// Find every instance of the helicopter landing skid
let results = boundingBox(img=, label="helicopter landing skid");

────────────────────

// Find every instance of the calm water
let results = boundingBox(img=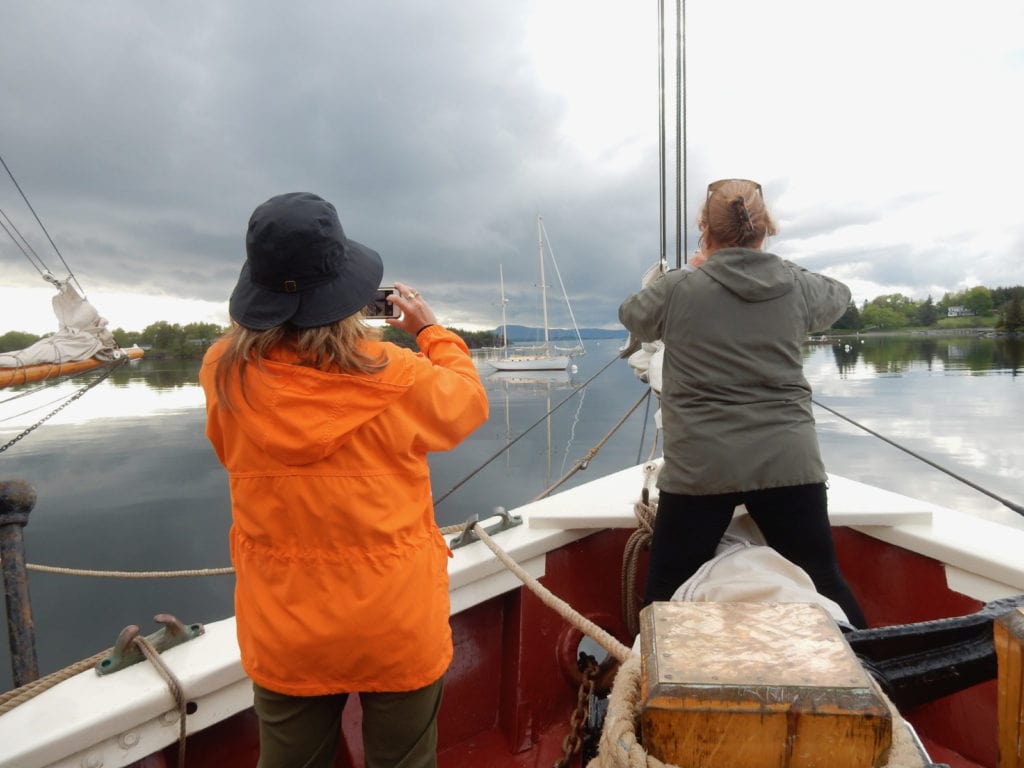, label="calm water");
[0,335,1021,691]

────────────────────

## What the task asks
Show the lines where the word "Find" appears in the entries.

## Response below
// Find every instance of the helicopter landing skid
// Find every instance of the calm water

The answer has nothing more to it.